→ Written request
Show each line of the records that contains the word "blazer", with case counting in the match.

— START Given data —

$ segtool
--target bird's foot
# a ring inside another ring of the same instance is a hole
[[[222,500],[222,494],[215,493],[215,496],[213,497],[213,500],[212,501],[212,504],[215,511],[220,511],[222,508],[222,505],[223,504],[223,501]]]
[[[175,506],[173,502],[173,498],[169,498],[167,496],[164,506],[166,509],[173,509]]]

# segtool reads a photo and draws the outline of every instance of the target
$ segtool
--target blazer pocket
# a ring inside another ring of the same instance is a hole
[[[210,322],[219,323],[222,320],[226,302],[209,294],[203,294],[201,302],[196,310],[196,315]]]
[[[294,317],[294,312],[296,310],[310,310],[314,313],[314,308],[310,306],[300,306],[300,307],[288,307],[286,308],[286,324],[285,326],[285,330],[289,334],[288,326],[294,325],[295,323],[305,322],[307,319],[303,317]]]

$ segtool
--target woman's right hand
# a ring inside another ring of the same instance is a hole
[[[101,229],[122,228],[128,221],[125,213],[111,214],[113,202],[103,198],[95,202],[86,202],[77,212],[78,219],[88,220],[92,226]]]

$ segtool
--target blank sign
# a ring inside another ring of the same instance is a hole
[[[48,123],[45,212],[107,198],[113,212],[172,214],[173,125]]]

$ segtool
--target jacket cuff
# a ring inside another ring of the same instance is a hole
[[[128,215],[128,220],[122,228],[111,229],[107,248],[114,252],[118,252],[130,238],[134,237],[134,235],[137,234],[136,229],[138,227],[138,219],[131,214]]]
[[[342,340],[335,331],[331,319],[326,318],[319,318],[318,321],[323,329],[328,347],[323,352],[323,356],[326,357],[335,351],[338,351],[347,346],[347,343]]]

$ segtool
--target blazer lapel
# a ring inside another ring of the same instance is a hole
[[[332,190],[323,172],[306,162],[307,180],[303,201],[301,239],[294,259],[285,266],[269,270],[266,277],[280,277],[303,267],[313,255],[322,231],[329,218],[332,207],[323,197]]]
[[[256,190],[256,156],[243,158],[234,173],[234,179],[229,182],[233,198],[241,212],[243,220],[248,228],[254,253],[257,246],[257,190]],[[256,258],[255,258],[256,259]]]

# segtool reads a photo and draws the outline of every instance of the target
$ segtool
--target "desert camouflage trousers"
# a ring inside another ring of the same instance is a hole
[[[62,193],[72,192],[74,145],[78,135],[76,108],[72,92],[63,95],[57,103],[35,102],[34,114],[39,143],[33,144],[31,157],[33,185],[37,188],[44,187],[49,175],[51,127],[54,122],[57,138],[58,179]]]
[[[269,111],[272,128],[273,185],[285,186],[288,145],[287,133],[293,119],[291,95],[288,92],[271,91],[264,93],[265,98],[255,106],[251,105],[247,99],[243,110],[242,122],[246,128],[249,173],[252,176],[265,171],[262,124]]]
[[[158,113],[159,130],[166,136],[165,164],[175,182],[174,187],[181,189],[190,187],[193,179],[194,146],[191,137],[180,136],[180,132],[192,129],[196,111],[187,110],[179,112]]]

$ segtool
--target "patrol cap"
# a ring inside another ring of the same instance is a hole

— END Given data —

→ Solution to this problem
--target blazer pocket
--target blazer lapel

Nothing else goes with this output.